* [WORK INSTRUCTIONS] Quote precisely the final stretch of the listing: start at the line containing "TARGET = kitchen island base panel" and stop after the last line.

****************

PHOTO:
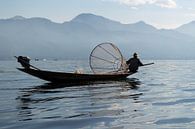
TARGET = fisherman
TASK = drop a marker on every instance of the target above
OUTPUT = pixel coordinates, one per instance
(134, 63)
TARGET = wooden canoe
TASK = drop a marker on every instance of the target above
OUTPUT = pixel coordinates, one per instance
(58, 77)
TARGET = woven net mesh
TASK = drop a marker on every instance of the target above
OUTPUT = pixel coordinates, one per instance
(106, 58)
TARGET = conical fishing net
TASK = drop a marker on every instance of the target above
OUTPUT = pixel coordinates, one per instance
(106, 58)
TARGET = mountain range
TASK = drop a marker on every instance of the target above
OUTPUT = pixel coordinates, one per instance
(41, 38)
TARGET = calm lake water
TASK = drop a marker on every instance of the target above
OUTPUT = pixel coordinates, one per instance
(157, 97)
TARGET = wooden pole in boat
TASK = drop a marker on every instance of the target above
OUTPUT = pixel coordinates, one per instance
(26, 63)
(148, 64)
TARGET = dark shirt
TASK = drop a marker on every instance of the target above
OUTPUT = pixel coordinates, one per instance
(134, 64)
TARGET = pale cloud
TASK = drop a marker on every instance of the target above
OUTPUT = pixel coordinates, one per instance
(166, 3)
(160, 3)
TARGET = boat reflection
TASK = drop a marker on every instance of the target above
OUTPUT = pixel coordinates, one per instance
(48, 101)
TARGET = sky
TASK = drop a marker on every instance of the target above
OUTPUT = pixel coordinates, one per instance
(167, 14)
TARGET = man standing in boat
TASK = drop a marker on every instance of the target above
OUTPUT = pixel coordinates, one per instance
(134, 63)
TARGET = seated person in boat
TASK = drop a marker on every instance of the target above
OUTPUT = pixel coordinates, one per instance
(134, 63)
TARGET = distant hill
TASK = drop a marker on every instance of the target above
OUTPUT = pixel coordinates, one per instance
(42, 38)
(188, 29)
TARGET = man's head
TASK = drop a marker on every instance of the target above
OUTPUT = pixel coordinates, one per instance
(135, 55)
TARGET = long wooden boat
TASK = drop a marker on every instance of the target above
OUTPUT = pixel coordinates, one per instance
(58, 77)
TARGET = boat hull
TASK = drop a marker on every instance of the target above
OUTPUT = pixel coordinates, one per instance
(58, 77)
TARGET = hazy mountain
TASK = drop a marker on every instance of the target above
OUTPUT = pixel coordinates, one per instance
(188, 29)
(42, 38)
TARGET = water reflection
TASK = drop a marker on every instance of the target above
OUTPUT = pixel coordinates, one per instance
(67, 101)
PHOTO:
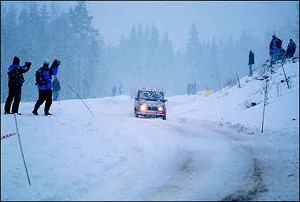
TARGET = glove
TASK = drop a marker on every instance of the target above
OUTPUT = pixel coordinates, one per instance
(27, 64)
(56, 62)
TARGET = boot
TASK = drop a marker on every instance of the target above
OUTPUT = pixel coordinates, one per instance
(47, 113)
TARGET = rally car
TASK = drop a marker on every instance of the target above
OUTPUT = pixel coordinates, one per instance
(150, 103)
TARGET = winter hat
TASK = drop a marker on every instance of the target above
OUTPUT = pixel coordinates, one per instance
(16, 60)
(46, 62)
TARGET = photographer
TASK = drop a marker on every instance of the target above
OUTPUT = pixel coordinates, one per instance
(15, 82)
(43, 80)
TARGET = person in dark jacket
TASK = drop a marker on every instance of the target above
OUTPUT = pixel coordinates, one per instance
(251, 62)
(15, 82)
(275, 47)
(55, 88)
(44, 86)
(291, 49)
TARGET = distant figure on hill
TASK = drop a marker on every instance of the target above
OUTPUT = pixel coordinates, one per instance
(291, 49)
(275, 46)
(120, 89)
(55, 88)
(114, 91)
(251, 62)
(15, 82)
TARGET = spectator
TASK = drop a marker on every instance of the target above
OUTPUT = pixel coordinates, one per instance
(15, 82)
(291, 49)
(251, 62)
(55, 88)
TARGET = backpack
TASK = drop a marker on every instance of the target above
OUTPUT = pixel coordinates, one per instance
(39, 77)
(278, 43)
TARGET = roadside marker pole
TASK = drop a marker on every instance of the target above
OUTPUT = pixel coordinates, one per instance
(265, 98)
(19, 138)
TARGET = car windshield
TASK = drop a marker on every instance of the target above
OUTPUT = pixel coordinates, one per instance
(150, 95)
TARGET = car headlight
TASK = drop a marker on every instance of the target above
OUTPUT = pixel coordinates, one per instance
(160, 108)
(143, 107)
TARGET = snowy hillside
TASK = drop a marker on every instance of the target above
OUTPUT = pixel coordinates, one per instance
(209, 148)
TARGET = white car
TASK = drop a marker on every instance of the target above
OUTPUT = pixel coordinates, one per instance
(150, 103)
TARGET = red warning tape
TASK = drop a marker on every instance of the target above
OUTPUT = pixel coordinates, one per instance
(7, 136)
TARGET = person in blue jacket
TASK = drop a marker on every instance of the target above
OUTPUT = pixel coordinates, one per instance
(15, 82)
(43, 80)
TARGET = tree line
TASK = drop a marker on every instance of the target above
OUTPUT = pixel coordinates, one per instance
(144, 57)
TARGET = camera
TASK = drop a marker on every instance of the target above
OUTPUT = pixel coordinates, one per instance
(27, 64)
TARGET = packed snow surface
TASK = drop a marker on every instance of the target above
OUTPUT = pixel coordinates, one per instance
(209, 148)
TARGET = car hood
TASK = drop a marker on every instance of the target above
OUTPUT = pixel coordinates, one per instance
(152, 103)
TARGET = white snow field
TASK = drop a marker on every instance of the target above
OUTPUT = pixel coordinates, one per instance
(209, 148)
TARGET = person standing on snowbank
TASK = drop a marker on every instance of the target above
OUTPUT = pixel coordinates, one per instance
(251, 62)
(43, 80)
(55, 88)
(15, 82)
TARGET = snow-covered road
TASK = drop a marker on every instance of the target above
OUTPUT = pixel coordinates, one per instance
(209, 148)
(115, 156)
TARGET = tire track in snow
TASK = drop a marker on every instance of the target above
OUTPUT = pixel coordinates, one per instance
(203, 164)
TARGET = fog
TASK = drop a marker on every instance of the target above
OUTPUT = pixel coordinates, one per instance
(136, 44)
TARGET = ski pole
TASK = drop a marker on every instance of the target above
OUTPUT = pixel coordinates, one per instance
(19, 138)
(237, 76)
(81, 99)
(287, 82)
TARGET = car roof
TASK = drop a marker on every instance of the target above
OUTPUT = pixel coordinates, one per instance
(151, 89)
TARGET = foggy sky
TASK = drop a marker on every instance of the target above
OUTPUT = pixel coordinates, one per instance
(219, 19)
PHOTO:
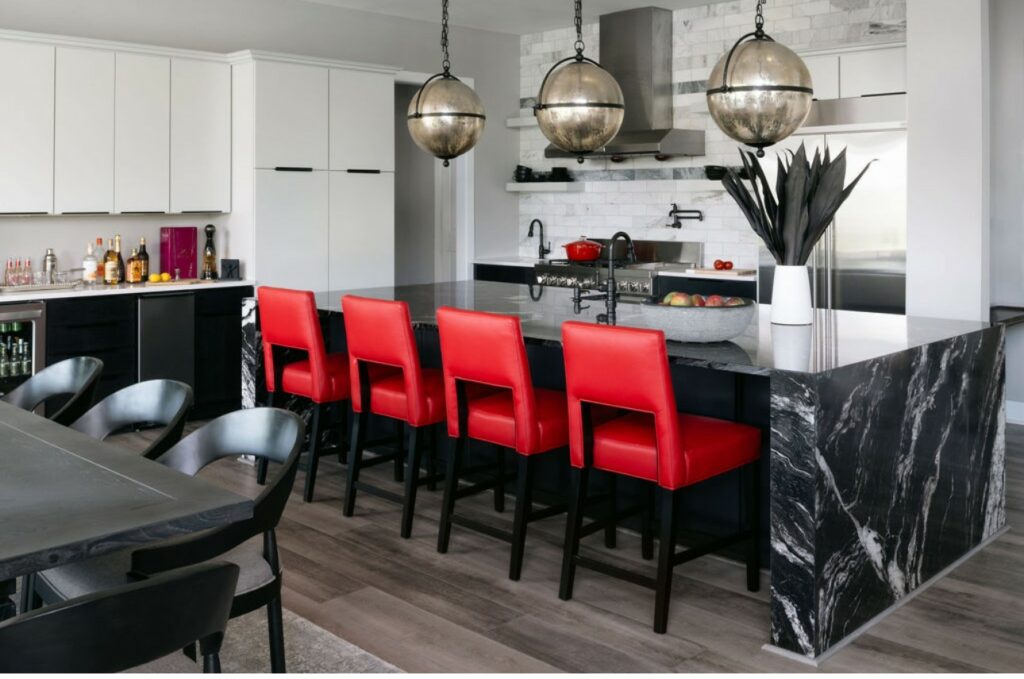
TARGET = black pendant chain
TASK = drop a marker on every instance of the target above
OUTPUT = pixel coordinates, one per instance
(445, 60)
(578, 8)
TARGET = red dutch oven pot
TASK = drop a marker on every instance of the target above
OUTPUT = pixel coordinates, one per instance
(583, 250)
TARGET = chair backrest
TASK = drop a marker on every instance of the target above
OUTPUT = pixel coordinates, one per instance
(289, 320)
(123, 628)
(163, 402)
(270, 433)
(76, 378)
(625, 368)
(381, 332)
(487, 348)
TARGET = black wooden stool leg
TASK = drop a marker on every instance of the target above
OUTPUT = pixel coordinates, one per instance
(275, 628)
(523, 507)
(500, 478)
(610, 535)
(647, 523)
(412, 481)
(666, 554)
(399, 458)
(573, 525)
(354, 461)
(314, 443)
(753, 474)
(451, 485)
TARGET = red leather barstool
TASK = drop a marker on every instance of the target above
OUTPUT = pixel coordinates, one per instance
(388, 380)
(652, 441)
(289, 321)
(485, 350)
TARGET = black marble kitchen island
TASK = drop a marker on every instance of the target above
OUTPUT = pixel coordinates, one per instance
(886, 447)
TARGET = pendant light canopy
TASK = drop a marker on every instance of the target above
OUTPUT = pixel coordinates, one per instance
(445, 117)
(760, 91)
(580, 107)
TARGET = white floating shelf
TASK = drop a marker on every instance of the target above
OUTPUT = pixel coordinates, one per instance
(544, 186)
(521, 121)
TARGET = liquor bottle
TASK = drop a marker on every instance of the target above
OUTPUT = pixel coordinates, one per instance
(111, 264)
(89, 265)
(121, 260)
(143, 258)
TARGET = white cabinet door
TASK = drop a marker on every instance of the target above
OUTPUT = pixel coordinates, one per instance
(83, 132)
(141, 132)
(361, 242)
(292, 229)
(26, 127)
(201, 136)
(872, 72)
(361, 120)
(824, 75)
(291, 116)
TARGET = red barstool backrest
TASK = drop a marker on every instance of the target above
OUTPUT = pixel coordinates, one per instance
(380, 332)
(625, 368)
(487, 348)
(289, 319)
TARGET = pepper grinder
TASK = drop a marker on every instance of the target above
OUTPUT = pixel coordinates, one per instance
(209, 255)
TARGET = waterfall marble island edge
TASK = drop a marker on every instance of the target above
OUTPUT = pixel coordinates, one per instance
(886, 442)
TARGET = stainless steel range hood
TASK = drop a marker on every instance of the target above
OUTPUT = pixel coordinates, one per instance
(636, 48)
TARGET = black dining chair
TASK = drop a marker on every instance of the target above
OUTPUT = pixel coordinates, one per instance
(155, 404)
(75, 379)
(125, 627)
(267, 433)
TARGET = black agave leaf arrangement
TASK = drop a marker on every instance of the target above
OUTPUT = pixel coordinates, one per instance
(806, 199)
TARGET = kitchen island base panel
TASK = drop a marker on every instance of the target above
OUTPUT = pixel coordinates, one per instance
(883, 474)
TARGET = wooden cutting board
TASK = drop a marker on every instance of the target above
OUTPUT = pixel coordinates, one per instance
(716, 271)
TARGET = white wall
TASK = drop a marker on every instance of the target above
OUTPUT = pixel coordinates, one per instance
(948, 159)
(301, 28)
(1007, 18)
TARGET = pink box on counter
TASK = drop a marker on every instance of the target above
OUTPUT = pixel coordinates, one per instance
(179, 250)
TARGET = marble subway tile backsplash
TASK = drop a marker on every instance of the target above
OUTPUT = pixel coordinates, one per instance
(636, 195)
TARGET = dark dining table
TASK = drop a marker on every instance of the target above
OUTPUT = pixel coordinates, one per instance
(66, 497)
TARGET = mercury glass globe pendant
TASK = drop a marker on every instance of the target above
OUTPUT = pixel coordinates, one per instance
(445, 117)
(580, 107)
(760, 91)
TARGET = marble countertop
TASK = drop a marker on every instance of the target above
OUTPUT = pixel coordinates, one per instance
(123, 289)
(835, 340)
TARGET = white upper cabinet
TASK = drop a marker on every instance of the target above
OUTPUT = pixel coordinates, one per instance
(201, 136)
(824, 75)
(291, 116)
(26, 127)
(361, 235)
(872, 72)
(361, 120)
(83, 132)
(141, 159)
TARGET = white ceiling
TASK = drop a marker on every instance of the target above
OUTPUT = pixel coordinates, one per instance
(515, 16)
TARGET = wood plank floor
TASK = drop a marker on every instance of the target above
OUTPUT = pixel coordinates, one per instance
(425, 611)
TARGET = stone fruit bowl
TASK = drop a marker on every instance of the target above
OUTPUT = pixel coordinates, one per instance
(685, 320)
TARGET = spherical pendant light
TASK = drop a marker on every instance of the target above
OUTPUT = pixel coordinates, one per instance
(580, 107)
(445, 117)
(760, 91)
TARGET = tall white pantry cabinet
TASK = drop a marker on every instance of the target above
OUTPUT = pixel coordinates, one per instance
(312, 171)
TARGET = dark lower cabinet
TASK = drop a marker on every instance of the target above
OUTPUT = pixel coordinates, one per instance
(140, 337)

****************

* [TASK SOLUTION]
TARGET = kitchen island base panel
TASK = drop a marker on every instance of the target above
OUTPUT = pixel coordinates, one per instance
(883, 474)
TARGET = wooden cutting board
TASK = drop a marker on every instance of the target above
OUTPUT = pixel coordinates, one per instance
(716, 271)
TARGET = white wall
TASK = drop a marker on every instance of the target above
OUTPUT = pixel coordinates, one per instance
(948, 159)
(301, 28)
(1007, 18)
TARGET = pink box on counter
TASK = drop a marker on every instance of the target above
OUTPUT = pixel coordinates, one per instance
(179, 250)
TARGET = marble subway tile backsplash
TASK = drop a marker on every instance of the target above
OUTPUT = pixel coordinates, one per instance
(636, 195)
TARGET = dark dining table
TASK = drop a marker on every instance of the target above
OUTPUT = pixel coordinates, one per instance
(66, 497)
TARGET = mercury glass globe pendant
TASK = drop a marker on every instance of the target above
OUTPUT = pixel coordinates, one per instance
(445, 117)
(580, 107)
(760, 91)
TARGET = marble countertop
TASK = drop a marker on every instance of the target above
OUTPUT = pixel coordinates, one per instance
(123, 289)
(835, 340)
TARGET = white upper cabinet
TASK = drop a marker on every instance of the target above
OUTPUT = pixel coordinates, one per instance
(201, 136)
(824, 75)
(291, 116)
(26, 127)
(361, 235)
(872, 72)
(361, 120)
(83, 132)
(141, 159)
TARGET = white ceiling
TASK = drop a marker on every instance of the target above
OUTPUT = pixel coordinates, one per instance
(515, 16)
TARGET = wood plank floor
TASK = drop a marker on every instance of the target above
OUTPUT = pixel coordinates, one per instance
(425, 611)
TARGET = stone fruit bowl
TASK = drop a marker on every instance of the target above
OUTPUT = pixel coordinates, one per instance
(685, 320)
TARGET = spherical pendant light
TASK = drop a marker on every instance of the target above
OUTPUT = pixel coordinates, one per instance
(580, 107)
(445, 117)
(760, 91)
TARGET = tall white pantry cabinet
TASK = drop a marker on every instance of the target above
OUTPUT = pixel coordinates, one per instance
(312, 171)
TARGET = dark lower cabinet
TASK = drop a marker on every instance of the target above
OUTPUT = pixel coordinates, one per instance
(140, 337)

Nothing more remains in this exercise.